:: Kaynak Metin ::
Kaygılara ilaçsız çözümler

Kaygılara ilaçsız çözümler

Kaygı hayatın içinde her an yaşanabilecek bir duygu. Özellikle maddi sıkıntılar, ailevi sorunlar, hastalıklar ve sınavlar kaygıyı tetikler.

Uzmanlar hafif şiddetteki kaygının, yaşanan sorunlarla baş edebilmeyi sağla-dığını ve genellikle geçici olduğunu belirtiyor.

Ancak, vücut ve zihindeki stres/kaygı mekanizmasının olması gerekenden fazla çalışmasıyla çarpıntı, terleme, titreme, gerginlik, endişe gibi belirtilerin ortaya çıktığı sorunlar kaygı bozukluğu olarak tanımlanıyor.

Normal kaygı ile kaygı bozukluğunu birbirinden ayırt etmenin sağlığımız için büyük önem taşıdığını belirten Uzman Klinik Psikolog Ayşe Nur İlbak Orhan, toplumumuzda yaygın görülen bu soruna karşı ilaçsız çözüm yollarını şöyle açıkladı:

HAYATİ BİR İŞLEVİ VAR

Kaygı, evrimsel bir düzlemde insanın var olma tarihiyle birlikte ortaya çıkan belirsizlik, tehdit ya da tehlikelere karşı geliştirilmiş bir duygu. Hem zihinsel hem de bedensel olarak insanı uyarır, olası tehlikelere karşı tetikte tutar ve bu durumla ilgili hareket etmeye ya da önlem almaya yönlendirir. Bu nedenle kaygı, hayati bir işleve sahiptir.

NEDEN ÇOK YAYGIN?

Kaygı, giderek kullanımı yaygınlaşan bir kelime olarak dilimize epeyce yerleşmiş bir kavram. Son zamanlarda bu kadar insanın kaygı kelimesini kullanıyor olması, toplumda kaygıyla ilişkili sorunların artmış olmasından da; bu kavramın içselleştirilerek artık hissedilen duygunun bir belirsizlikten ziyade bir adla ifade edilmesinden de kaynaklanabilir.

:: Görev A ::
Kaygıya ilaçsız çözümler yazısına göre kaygıyı özellikle neler tetikler?
:: Görev B ::
Kaygıya ilaçsız çözümler yazısının bir bölümünü kelimesi kelimesine aktarın: "Kaygı hayatın içinde" sözlerinin bulunduğu yerden başlayın, "geçici olduğunu belirtiyor." sözlerinden sonra durun.
:: Görev C ::
Kaygıya ilaçsız çözümler yazısını son cümlesinden sonrasıyla sürdürün.

:: Çalışma Materyali ::
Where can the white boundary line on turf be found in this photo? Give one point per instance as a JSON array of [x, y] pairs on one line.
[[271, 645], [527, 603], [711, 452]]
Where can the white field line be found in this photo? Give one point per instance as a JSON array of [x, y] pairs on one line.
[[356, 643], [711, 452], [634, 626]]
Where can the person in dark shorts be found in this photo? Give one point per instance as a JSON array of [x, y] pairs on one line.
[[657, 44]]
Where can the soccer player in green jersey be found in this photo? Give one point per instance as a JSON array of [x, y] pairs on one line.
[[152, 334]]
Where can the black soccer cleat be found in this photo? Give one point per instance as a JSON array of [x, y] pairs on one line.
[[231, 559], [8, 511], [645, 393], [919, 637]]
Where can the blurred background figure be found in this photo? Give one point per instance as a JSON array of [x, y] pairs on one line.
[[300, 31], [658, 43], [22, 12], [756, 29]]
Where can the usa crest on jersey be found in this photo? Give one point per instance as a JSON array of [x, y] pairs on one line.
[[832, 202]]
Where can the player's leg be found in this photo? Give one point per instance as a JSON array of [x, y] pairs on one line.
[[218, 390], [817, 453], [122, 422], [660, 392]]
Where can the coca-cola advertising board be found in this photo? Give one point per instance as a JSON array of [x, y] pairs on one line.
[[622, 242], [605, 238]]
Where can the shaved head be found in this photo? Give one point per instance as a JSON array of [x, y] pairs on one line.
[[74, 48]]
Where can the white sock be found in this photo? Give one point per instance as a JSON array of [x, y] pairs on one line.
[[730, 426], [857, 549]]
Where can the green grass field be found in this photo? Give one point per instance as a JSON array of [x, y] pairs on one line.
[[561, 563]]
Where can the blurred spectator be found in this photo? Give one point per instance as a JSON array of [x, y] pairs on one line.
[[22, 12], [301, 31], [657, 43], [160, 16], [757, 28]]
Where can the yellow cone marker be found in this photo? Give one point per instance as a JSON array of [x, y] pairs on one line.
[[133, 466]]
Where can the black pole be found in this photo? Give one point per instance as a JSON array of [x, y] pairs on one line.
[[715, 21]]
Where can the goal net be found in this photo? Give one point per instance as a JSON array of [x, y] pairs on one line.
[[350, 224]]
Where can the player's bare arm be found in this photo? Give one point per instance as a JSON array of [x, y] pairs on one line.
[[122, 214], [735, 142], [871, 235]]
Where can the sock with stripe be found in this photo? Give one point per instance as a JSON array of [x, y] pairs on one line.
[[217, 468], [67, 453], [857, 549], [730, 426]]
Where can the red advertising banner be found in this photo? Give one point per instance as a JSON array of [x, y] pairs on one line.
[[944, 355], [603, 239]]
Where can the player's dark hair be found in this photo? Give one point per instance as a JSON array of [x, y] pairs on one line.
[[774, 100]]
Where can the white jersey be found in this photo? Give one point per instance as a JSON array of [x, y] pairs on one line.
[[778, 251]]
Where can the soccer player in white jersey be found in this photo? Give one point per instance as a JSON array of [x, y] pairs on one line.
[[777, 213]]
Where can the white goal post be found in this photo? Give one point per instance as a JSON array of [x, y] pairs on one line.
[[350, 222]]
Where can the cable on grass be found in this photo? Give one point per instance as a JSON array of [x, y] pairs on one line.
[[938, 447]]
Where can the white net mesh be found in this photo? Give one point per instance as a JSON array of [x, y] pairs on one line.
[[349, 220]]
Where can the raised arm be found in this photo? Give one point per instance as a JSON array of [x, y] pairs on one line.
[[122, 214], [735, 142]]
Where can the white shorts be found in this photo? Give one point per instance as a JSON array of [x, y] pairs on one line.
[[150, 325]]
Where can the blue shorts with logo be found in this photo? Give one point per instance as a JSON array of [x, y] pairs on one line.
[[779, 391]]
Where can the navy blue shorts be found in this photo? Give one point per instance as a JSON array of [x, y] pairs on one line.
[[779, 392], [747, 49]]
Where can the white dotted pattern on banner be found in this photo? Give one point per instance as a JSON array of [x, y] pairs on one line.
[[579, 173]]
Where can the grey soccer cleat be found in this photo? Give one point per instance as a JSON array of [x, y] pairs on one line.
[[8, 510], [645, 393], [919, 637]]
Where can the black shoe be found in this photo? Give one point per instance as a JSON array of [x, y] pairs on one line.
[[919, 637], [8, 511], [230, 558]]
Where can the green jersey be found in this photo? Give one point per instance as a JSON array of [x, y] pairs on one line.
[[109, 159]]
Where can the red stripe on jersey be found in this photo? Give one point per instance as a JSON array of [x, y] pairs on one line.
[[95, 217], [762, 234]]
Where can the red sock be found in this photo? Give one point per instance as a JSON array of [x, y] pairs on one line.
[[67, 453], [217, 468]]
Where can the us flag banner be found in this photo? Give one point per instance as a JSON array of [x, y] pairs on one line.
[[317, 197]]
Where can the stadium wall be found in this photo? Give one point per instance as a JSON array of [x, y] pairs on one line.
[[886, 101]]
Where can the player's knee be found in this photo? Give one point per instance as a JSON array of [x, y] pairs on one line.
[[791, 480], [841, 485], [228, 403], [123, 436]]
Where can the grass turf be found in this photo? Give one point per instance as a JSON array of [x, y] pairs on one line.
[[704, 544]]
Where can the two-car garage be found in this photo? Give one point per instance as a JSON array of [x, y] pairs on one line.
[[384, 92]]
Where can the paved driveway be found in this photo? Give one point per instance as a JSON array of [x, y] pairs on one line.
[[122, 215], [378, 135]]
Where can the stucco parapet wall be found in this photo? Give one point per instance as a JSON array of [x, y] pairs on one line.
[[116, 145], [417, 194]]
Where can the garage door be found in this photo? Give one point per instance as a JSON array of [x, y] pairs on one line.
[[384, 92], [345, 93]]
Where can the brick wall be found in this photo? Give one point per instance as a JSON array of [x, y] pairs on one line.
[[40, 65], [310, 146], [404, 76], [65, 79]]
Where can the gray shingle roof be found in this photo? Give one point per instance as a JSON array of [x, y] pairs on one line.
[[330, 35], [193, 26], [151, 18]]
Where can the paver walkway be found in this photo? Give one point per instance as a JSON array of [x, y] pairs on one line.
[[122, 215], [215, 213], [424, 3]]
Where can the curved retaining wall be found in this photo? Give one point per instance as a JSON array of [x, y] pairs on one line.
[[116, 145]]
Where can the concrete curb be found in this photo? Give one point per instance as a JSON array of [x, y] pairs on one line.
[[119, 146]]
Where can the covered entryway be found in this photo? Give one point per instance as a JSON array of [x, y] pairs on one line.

:: Görev Çıktısı A ::
Maddi sıkıntılar, ailevi sorunlar, hastalıklar ve sınavlar.

:: Görev Çıktısı B ::
Kaygı hayatın içinde her an yaşanabilecek bir duygu. Özellikle maddi sıkıntılar, ailevi sorunlar, hastalıklar ve sınavlar kaygıyı tetikler.

Uzmanlar hafif şiddetteki kaygının, yaşanan sorunlarla baş edebilmeyi sağla-dığını ve genellikle geçici olduğunu belirtiyor.

:: Görev Çıktısı C ::
Ne zaman destek alınmalı?

Kişinin kendini dengeli ve huzurlu hissettiği zamanlar azalmışsa, yapmak istediklerini kaygılanırım diyerek yapmaktan kaçınıyorsa, uyku problemleri yaşıyorsa, davranışlarında olumsuz yönde değişiklikler görülüyorsa, aniden gelen kaygıya bağlı nefes darlığı ve çarpıntılar yaşanıyorsa, bedensel ağrılar artmışsa kişi artık kaygısını yöneten değil kaygısı tarafından yönetilen bir düzlemde yaşıyor olabilir.

Bu noktada bir uzman desteğiyle kaygının kaynağı derinlemesine incelenmelidir. Kaygının kişiyi ele geçirme düzeyine bağlı olarak tedaviye, psikoterapinin yanı sıra sürece ilaç desteği de dahil olabilir.

YÖNETMEYİ ÖĞRENİN

Kaygının tüm zihnimizi ve yaşamımızı ele geçirmesini önleyebilmek için iç kaynaklarımızı fark etmek, geliştirmek ve ihtiyaç halinde bu kaynakları kullanabilmek oldukça önemli. İç kaynaklarımızı dolayısıyla kaygılarımızı şöyle yönetebiliriz:

Hareket edin: Fiziksel aktivite, vücutta endorfin salgılayarak ruh halini iyileştirir ve kaygıyı hafifletir. Açık havada yürüyüş yapmak kaygıyı yatıştırmaya yardımcı olabilir.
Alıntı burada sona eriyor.